— start —

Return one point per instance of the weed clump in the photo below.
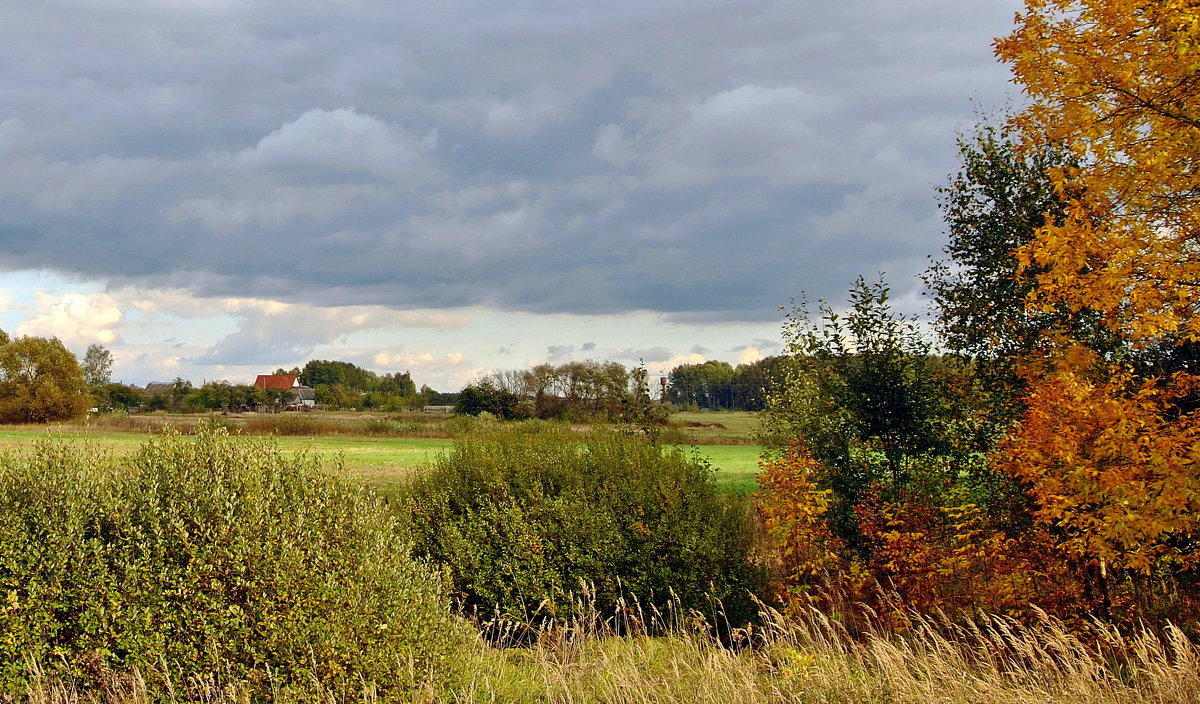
(210, 555)
(527, 522)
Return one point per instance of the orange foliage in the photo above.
(953, 559)
(1115, 82)
(1111, 462)
(793, 509)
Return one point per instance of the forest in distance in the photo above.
(1007, 510)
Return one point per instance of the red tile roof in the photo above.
(265, 381)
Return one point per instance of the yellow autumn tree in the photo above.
(1117, 82)
(1109, 445)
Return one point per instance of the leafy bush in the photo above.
(525, 519)
(210, 555)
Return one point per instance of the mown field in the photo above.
(381, 450)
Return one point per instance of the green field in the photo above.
(383, 462)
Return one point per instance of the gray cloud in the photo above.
(705, 160)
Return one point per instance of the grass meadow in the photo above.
(381, 450)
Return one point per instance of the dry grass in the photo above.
(798, 660)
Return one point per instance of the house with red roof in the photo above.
(304, 398)
(269, 381)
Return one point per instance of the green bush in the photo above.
(523, 521)
(210, 555)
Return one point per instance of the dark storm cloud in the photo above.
(705, 160)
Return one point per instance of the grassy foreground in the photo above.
(798, 660)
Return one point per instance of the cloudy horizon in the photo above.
(215, 188)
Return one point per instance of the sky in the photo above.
(215, 188)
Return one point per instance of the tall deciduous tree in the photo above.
(1110, 449)
(993, 206)
(1116, 82)
(40, 381)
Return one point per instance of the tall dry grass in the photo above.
(801, 659)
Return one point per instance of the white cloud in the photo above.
(77, 319)
(340, 142)
(749, 355)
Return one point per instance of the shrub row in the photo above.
(215, 555)
(529, 522)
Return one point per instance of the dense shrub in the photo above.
(210, 555)
(526, 519)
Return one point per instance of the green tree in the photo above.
(97, 366)
(994, 205)
(868, 398)
(40, 381)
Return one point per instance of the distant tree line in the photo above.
(715, 385)
(573, 391)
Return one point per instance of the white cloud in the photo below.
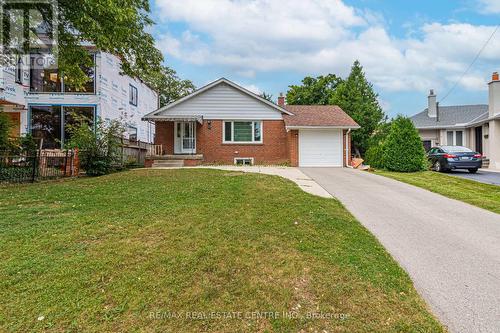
(324, 36)
(489, 6)
(252, 87)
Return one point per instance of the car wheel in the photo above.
(437, 166)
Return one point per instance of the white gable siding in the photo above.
(224, 102)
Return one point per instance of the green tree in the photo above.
(99, 148)
(402, 149)
(356, 97)
(169, 86)
(374, 155)
(313, 91)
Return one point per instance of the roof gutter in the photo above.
(322, 127)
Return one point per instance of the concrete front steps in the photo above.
(168, 163)
(174, 161)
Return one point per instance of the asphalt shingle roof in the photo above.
(451, 116)
(317, 115)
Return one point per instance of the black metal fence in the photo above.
(37, 165)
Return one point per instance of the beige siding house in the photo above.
(474, 126)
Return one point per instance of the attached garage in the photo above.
(320, 148)
(320, 135)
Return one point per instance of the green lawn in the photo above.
(478, 194)
(148, 250)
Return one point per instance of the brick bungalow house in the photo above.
(474, 126)
(223, 122)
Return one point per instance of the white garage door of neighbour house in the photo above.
(320, 148)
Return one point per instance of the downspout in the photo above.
(347, 149)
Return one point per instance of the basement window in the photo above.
(243, 161)
(242, 132)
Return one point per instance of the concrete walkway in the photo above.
(482, 176)
(450, 249)
(294, 174)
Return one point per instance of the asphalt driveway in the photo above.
(488, 177)
(450, 249)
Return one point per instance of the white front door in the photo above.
(320, 147)
(184, 138)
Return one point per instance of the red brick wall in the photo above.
(165, 136)
(293, 147)
(273, 150)
(349, 160)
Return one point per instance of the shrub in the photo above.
(99, 148)
(374, 155)
(402, 149)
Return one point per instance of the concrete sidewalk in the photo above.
(294, 174)
(450, 249)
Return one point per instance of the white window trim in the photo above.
(454, 143)
(232, 142)
(244, 158)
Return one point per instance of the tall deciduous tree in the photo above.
(169, 86)
(356, 97)
(402, 149)
(313, 91)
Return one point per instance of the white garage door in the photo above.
(320, 147)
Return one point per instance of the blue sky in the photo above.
(406, 47)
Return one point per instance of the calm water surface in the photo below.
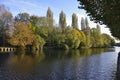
(90, 64)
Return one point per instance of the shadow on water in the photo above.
(53, 64)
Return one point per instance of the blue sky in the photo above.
(39, 8)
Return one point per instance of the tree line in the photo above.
(36, 32)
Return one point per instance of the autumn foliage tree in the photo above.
(105, 12)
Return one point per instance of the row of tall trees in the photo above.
(36, 32)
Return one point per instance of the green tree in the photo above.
(6, 24)
(22, 36)
(83, 27)
(74, 21)
(62, 21)
(96, 38)
(23, 17)
(86, 22)
(73, 38)
(49, 17)
(105, 12)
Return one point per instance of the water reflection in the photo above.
(86, 64)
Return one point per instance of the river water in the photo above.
(87, 64)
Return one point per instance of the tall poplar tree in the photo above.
(49, 17)
(83, 24)
(74, 21)
(62, 21)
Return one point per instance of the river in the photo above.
(86, 64)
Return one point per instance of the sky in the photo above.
(39, 8)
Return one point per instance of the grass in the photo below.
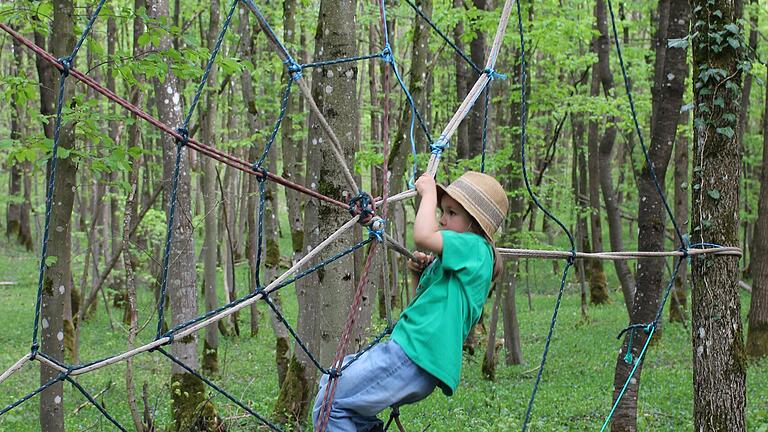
(575, 393)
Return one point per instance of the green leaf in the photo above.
(727, 131)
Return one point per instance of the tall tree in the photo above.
(58, 271)
(757, 336)
(187, 391)
(719, 358)
(670, 80)
(209, 180)
(322, 312)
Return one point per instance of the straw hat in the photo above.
(482, 197)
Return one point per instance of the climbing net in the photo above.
(363, 207)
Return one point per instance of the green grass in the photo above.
(575, 393)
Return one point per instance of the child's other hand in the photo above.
(420, 263)
(425, 184)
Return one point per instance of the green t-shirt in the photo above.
(448, 302)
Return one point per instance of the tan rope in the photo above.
(16, 366)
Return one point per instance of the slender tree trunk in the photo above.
(186, 391)
(679, 298)
(719, 357)
(462, 74)
(757, 336)
(610, 198)
(209, 180)
(58, 273)
(321, 317)
(651, 213)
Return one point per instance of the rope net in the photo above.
(362, 207)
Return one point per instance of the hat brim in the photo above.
(442, 190)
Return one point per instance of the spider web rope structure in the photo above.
(363, 207)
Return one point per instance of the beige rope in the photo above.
(16, 366)
(624, 255)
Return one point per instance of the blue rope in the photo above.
(546, 212)
(445, 38)
(66, 63)
(209, 65)
(220, 390)
(628, 88)
(169, 232)
(34, 393)
(95, 403)
(278, 123)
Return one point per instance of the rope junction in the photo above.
(362, 207)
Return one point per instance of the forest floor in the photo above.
(575, 393)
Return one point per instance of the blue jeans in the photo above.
(380, 378)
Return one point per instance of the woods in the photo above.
(223, 167)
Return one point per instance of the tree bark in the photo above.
(186, 391)
(610, 198)
(209, 180)
(719, 357)
(321, 317)
(757, 336)
(58, 273)
(651, 212)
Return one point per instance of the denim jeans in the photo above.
(380, 378)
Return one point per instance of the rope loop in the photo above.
(362, 205)
(386, 54)
(376, 228)
(184, 132)
(492, 74)
(66, 64)
(437, 147)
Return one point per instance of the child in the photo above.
(425, 349)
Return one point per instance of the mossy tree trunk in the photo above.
(58, 272)
(187, 391)
(670, 79)
(325, 295)
(719, 357)
(757, 336)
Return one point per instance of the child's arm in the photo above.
(425, 229)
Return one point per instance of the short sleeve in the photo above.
(461, 250)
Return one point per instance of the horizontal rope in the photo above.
(616, 256)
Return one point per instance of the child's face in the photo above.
(453, 216)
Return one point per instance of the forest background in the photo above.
(584, 158)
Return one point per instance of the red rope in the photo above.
(209, 151)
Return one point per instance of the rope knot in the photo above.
(386, 54)
(362, 205)
(492, 74)
(294, 69)
(438, 146)
(376, 228)
(66, 65)
(184, 132)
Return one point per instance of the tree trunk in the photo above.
(651, 212)
(186, 391)
(757, 336)
(462, 77)
(477, 49)
(679, 298)
(58, 273)
(598, 286)
(610, 198)
(719, 358)
(209, 180)
(321, 317)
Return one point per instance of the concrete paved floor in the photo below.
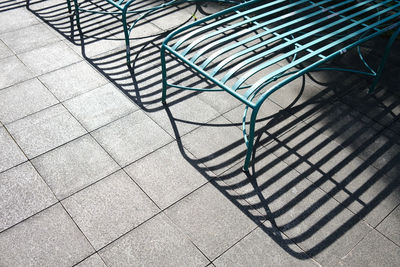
(95, 171)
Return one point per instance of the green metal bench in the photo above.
(236, 48)
(124, 8)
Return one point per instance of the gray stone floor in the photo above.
(94, 171)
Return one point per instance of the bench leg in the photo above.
(384, 59)
(126, 34)
(164, 75)
(71, 17)
(78, 21)
(250, 139)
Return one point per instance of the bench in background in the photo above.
(253, 49)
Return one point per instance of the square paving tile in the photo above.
(165, 175)
(23, 193)
(157, 242)
(29, 38)
(100, 106)
(320, 225)
(373, 250)
(265, 247)
(339, 171)
(131, 137)
(13, 71)
(92, 261)
(188, 114)
(218, 145)
(50, 57)
(10, 154)
(74, 166)
(15, 19)
(72, 80)
(49, 238)
(210, 220)
(24, 99)
(4, 50)
(110, 208)
(45, 130)
(390, 227)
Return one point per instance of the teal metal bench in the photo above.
(124, 8)
(235, 49)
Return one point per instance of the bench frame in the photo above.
(259, 88)
(123, 8)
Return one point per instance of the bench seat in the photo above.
(255, 48)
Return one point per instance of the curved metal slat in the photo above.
(300, 49)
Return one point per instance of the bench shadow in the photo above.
(322, 169)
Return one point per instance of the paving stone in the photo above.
(24, 193)
(92, 261)
(210, 220)
(49, 238)
(50, 57)
(218, 145)
(15, 19)
(390, 226)
(265, 246)
(72, 80)
(24, 99)
(29, 38)
(320, 225)
(172, 178)
(219, 101)
(157, 242)
(188, 115)
(13, 71)
(74, 166)
(339, 171)
(110, 208)
(10, 154)
(373, 250)
(270, 119)
(4, 50)
(131, 138)
(100, 106)
(45, 130)
(172, 17)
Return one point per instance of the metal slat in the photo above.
(230, 27)
(309, 44)
(254, 28)
(332, 44)
(220, 22)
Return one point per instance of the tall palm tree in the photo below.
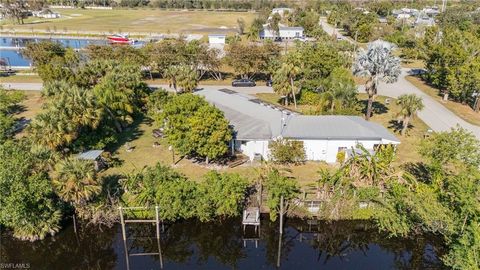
(284, 81)
(187, 79)
(410, 104)
(76, 182)
(377, 64)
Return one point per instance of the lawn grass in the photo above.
(136, 20)
(19, 78)
(408, 63)
(144, 154)
(384, 114)
(461, 110)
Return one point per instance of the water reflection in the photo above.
(220, 245)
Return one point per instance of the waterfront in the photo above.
(220, 245)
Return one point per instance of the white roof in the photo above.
(253, 119)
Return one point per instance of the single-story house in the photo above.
(94, 156)
(284, 32)
(282, 11)
(216, 38)
(46, 14)
(256, 124)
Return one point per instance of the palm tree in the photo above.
(187, 79)
(284, 81)
(377, 64)
(76, 182)
(409, 105)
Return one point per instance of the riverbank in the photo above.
(305, 244)
(134, 21)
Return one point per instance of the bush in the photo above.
(309, 98)
(285, 151)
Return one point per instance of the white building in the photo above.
(281, 11)
(256, 124)
(46, 14)
(284, 32)
(216, 39)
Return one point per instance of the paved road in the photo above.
(330, 30)
(435, 115)
(245, 90)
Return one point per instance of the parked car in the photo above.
(243, 82)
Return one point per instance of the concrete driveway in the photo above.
(435, 115)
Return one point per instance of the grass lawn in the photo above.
(136, 20)
(19, 78)
(31, 106)
(461, 110)
(144, 154)
(406, 63)
(385, 115)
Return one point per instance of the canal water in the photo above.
(223, 245)
(9, 47)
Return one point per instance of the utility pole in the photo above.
(279, 252)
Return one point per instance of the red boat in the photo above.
(117, 38)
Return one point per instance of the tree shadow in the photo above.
(377, 107)
(397, 126)
(130, 133)
(419, 170)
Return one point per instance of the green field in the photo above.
(132, 20)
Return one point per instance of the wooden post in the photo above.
(122, 221)
(281, 215)
(160, 253)
(157, 221)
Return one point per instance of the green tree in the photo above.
(284, 82)
(248, 60)
(194, 127)
(255, 28)
(186, 79)
(67, 111)
(377, 64)
(457, 147)
(409, 105)
(28, 204)
(76, 181)
(209, 133)
(338, 91)
(277, 186)
(120, 93)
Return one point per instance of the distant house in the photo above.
(46, 14)
(216, 39)
(284, 32)
(424, 21)
(256, 124)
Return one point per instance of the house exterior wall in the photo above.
(216, 39)
(317, 150)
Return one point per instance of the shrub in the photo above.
(309, 98)
(285, 151)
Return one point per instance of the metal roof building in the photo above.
(255, 123)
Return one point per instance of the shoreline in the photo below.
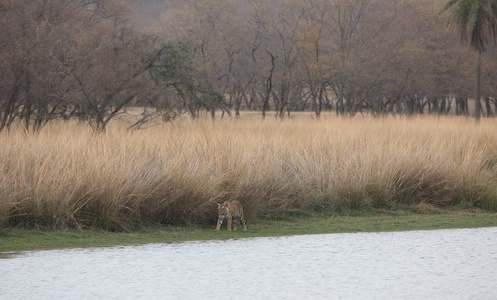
(14, 240)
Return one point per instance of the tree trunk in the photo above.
(477, 85)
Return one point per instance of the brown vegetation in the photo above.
(177, 173)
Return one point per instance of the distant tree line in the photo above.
(83, 59)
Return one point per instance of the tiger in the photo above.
(230, 210)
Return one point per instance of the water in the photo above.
(441, 264)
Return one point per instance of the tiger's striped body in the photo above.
(230, 210)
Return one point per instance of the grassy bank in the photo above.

— end —

TASK BRIEF =
Retype only the lines above from the one with "Return one point per instance of the utility" through the last, both ends included, keeping every picture out of the copy.

EXERCISE OUTPUT =
Return one point per instance of the utility pole in the photo above.
(279, 252)
Return one point per instance of the red boat in the photo above.
(117, 38)
Return one point per instance of the tree shadow in the photo above.
(377, 107)
(397, 126)
(130, 133)
(419, 170)
Return one point per instance of the green field in the photo above.
(132, 20)
Return one point per instance of the wooden post in the photo above.
(122, 221)
(281, 215)
(160, 253)
(157, 221)
Return one point per instance of the green tree in the photo above.
(284, 82)
(248, 60)
(194, 127)
(255, 28)
(186, 79)
(67, 111)
(377, 64)
(457, 147)
(409, 105)
(28, 204)
(76, 181)
(209, 133)
(338, 91)
(277, 186)
(120, 93)
Return one point per instance of the distant house in the photo above.
(46, 14)
(216, 39)
(284, 32)
(424, 21)
(256, 124)
Return one point per instance of the house exterior wall in the photo above.
(216, 39)
(317, 150)
Return one point per instance of the shrub in the photo above.
(309, 98)
(285, 151)
Return one point per instance of the metal roof building in the photo above.
(255, 123)
Return one point per instance of the shoreline in the photo below.
(14, 240)
Return one point per instance of the tree trunk in the photo above.
(477, 85)
Return one point per instance of the brown vegetation in the photo above.
(177, 173)
Return one point per instance of the distant tree line in the photo above.
(83, 59)
Return one point per instance of the tiger in the photo above.
(230, 210)
Return one point per instance of the water in the photo above.
(441, 264)
Return one point per instance of the tiger's striped body in the photo above.
(230, 210)
Return one point per instance of the grassy bank in the photo above.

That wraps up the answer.